[Source data]
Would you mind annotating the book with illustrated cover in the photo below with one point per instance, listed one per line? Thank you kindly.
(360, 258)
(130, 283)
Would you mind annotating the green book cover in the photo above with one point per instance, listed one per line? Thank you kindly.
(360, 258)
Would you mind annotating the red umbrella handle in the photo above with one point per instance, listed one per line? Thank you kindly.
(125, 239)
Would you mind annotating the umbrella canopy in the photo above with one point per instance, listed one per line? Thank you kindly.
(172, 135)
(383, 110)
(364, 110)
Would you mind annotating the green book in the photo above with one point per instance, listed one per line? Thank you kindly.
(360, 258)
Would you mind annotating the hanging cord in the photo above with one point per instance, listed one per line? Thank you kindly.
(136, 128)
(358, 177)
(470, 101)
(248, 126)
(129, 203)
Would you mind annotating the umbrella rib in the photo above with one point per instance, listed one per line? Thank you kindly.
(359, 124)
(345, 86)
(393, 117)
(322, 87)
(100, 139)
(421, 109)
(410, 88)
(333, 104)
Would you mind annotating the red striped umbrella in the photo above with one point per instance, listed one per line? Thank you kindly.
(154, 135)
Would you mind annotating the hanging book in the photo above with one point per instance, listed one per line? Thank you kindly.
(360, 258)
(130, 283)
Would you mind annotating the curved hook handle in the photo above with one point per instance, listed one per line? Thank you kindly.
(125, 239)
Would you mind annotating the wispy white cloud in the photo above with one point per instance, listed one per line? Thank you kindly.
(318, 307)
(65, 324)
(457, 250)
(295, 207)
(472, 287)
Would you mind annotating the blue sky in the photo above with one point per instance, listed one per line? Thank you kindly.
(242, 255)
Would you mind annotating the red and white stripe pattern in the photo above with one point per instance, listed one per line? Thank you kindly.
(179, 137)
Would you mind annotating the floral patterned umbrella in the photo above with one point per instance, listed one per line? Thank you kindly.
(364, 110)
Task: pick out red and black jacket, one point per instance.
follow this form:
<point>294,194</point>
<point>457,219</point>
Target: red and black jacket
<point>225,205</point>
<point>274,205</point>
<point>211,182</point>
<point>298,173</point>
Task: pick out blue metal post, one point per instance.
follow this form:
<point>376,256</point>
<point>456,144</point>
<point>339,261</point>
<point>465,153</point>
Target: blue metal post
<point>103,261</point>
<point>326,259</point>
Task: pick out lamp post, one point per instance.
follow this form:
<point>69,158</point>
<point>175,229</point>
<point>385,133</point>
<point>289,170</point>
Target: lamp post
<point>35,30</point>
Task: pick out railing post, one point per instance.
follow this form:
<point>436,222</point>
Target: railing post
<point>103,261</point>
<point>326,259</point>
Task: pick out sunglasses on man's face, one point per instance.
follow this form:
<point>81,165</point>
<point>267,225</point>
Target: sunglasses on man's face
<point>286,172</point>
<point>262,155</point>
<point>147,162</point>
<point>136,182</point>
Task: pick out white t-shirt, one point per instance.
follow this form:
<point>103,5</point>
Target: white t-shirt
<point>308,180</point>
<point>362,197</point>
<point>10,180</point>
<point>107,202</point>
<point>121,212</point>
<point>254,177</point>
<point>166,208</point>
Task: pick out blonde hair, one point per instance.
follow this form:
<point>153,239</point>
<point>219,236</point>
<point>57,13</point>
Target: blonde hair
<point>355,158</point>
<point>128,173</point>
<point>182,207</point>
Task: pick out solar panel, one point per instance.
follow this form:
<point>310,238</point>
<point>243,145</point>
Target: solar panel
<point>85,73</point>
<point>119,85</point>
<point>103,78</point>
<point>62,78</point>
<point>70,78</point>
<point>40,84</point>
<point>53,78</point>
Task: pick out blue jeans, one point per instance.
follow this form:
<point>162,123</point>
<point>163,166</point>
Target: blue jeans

> REQUIRED WORK
Extract every line above exactly as it stands.

> YOUR SOLUTION
Would you mind annotating the book with illustrated cover in the photo below with one point per instance, listed one per line? Thank you kindly.
(360, 258)
(130, 283)
Would you mind annotating the green book cover in the photo above with one point per instance, listed one per line? Thank you kindly.
(360, 258)
Would you mind annotating the red umbrella handle in the photo above with one point per instance, listed one per line? Thank you kindly.
(125, 239)
Would you mind annotating the umbrella canopy in the photo above with one point per instance, listed one per line? Thank you kindly.
(172, 135)
(383, 110)
(364, 110)
Would you mind annotating the green book in the photo above with one point per instance, listed one per line? Thank you kindly.
(360, 258)
Would you mind annotating the hanging cord in the photo above with one point per instance, listed one per line? Thank you kindly.
(136, 128)
(358, 177)
(470, 101)
(248, 126)
(129, 203)
Would you mind annotating the umbrella rib in the photo above with one point per instance, listed one per line? Thank you kindly.
(359, 124)
(345, 86)
(393, 117)
(322, 87)
(100, 139)
(421, 109)
(410, 88)
(333, 104)
Would you mind annotating the red striped umbrella in the photo above with one point per instance, listed one per line? Thank you kindly.
(154, 135)
Would you mind annotating the hanging book in the photo above with one point per instance, listed one per line? Thank you kindly.
(360, 258)
(130, 283)
Would you mind annotating the curved hook handle in the photo above with one point per instance, listed one per line? Thank you kindly.
(125, 239)
Would you mind annotating the wispy white cloud in the photo above with one point per instance, listed one per line? Thank you kindly.
(318, 307)
(65, 324)
(457, 250)
(295, 207)
(472, 287)
Would you mind annotating the blue sky in the photo above with one point per instance, listed one per line? Thank you kindly.
(242, 255)
Would you mind annotating the red and white stripe pattern in the photo above with one point per instance, listed one per line? Thank you kindly.
(179, 137)
Would you mind annotating the floral patterned umbrella in the photo above with one point per instance, listed one per line? Thank you kindly.
(364, 110)
Task: pick out red and black jacket, one point per instance.
follow this form:
<point>294,194</point>
<point>457,219</point>
Target: red and black jacket
<point>225,205</point>
<point>274,205</point>
<point>211,182</point>
<point>298,173</point>
Task: pick out blue metal post, one point per instance.
follow this form:
<point>376,256</point>
<point>456,144</point>
<point>339,261</point>
<point>465,153</point>
Target: blue metal post
<point>103,261</point>
<point>326,259</point>
Task: pick out lamp post, one point per instance.
follow this form:
<point>69,158</point>
<point>175,229</point>
<point>385,133</point>
<point>289,170</point>
Target: lamp post
<point>35,30</point>
Task: pick out railing post, one point per instance.
follow this form:
<point>436,222</point>
Target: railing post
<point>103,261</point>
<point>326,259</point>
Task: pick out sunglasses on man's face, one point per instance.
follow this form:
<point>81,165</point>
<point>267,225</point>
Target: sunglasses on man's face
<point>286,172</point>
<point>262,155</point>
<point>147,162</point>
<point>136,182</point>
Task: pick out white t-shirt, one point per instance.
follow this form:
<point>103,5</point>
Target: white t-shirt
<point>308,180</point>
<point>362,197</point>
<point>10,180</point>
<point>107,202</point>
<point>121,212</point>
<point>254,177</point>
<point>166,208</point>
Task: pick out blonde hair, one point per instance.
follow this form:
<point>153,239</point>
<point>219,236</point>
<point>57,13</point>
Target: blonde hair
<point>355,158</point>
<point>128,173</point>
<point>182,207</point>
Task: pick out solar panel, one point per instance.
follow this form:
<point>310,238</point>
<point>243,145</point>
Target: solar panel
<point>85,73</point>
<point>119,85</point>
<point>103,78</point>
<point>62,78</point>
<point>70,78</point>
<point>40,84</point>
<point>53,78</point>
Task: pick out blue jeans, one point per instance.
follow this form:
<point>162,123</point>
<point>163,166</point>
Target: blue jeans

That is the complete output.